- Instructions for the task -
Express the material starting at the line that contains "TARGET: framed picture" and ending at the line that contains "[(91, 211)]" as a Markdown table with columns n and Line, one row per line, leaving out blank lines.

- Material for this exercise -
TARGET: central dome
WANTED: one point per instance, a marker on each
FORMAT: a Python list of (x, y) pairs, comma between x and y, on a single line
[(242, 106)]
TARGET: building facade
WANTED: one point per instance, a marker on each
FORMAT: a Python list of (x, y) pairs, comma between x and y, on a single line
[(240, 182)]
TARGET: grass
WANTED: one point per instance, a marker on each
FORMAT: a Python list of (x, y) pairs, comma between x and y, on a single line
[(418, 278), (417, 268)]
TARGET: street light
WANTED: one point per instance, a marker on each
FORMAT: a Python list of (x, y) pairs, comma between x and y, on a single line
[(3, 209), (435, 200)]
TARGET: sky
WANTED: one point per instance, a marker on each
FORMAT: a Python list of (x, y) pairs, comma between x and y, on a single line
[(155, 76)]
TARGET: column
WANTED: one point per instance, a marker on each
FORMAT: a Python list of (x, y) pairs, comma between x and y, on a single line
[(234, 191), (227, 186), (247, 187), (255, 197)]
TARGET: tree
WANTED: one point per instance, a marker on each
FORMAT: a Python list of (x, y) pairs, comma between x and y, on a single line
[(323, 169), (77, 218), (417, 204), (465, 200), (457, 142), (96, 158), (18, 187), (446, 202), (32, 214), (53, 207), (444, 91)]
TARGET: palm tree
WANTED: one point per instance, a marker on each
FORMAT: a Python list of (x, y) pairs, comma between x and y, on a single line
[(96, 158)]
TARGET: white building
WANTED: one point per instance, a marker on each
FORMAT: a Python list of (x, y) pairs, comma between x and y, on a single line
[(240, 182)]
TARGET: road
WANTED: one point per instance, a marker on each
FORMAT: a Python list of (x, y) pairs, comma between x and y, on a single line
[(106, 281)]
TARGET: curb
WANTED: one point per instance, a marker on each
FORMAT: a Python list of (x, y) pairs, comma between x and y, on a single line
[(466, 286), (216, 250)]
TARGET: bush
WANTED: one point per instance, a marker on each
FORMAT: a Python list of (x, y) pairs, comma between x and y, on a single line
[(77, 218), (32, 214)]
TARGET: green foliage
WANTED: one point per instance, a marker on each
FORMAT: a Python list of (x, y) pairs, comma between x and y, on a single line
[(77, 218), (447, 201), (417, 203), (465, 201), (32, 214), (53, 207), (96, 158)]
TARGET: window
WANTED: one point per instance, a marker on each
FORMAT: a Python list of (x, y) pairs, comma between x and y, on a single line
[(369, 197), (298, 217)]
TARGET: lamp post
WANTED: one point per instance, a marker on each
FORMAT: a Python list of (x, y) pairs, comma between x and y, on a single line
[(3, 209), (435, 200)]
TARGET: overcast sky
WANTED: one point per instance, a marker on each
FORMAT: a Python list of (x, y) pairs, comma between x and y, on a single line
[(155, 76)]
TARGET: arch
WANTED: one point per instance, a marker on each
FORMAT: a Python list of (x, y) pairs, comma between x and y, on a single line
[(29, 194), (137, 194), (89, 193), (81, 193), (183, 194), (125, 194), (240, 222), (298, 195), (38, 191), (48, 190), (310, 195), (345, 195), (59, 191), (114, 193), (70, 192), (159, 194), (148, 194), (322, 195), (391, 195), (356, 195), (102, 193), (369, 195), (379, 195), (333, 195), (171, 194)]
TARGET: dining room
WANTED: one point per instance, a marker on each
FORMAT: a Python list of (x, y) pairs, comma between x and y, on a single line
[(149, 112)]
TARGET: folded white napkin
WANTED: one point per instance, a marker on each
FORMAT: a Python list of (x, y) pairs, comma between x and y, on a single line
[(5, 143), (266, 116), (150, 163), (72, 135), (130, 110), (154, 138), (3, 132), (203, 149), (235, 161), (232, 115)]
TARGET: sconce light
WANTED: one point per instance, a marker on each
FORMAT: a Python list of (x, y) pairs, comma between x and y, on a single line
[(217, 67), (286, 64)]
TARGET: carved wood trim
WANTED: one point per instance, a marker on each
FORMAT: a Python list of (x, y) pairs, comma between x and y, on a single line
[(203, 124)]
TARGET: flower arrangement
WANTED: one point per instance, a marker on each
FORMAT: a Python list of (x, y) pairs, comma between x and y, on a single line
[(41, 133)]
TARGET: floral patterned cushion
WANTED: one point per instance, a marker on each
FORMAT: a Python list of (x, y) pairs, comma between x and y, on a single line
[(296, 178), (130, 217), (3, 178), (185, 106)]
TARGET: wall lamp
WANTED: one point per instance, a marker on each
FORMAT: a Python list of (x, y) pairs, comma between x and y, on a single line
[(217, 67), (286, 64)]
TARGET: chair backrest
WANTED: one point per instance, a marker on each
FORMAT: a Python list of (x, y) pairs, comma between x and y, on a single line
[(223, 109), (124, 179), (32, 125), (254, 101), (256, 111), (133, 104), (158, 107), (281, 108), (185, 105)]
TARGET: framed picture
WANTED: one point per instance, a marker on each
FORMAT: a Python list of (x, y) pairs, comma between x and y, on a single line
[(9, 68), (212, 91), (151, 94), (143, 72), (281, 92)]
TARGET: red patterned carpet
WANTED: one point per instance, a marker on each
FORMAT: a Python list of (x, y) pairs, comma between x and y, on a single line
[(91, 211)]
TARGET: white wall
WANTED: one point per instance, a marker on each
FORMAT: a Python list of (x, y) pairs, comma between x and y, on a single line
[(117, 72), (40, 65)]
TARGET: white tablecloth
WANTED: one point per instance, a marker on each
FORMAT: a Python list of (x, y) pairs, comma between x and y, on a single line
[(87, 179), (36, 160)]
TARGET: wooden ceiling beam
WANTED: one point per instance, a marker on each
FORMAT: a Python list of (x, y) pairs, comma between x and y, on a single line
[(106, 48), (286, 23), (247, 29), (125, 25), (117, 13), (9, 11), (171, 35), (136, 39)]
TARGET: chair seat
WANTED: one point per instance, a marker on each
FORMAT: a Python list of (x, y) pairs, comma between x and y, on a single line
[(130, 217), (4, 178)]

---

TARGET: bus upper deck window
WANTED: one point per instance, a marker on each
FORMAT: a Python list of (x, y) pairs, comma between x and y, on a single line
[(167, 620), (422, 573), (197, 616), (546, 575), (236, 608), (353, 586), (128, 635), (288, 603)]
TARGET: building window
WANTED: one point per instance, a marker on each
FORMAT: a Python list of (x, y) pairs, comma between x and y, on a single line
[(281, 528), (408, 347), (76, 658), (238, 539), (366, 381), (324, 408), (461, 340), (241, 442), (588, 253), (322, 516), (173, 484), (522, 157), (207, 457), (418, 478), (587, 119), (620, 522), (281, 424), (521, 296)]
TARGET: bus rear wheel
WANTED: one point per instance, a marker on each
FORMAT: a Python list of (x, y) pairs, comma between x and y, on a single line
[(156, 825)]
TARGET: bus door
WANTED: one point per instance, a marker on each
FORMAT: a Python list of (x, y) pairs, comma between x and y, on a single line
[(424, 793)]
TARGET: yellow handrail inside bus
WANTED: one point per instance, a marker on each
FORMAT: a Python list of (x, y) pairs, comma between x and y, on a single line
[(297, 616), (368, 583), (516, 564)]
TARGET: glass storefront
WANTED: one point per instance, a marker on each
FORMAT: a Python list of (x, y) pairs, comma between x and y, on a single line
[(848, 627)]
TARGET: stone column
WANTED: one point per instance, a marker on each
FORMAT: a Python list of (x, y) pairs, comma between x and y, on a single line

- Task answer -
| n | Line |
|---|---|
| 1 | TARGET: framed picture |
| 2 | WANTED: one point per instance, a marker on each |
| 3 | FORMAT: a Python list of (x, y) pairs, comma between x and y, on a single line |
| 4 | [(9, 68), (212, 91), (151, 94), (143, 72), (281, 92)] |
| 5 | TARGET: red patterned carpet |
| 6 | WANTED: one point per instance, a marker on each |
| 7 | FORMAT: a Python list of (x, y) pairs, comma between x and y, on a single line |
| 8 | [(91, 211)] |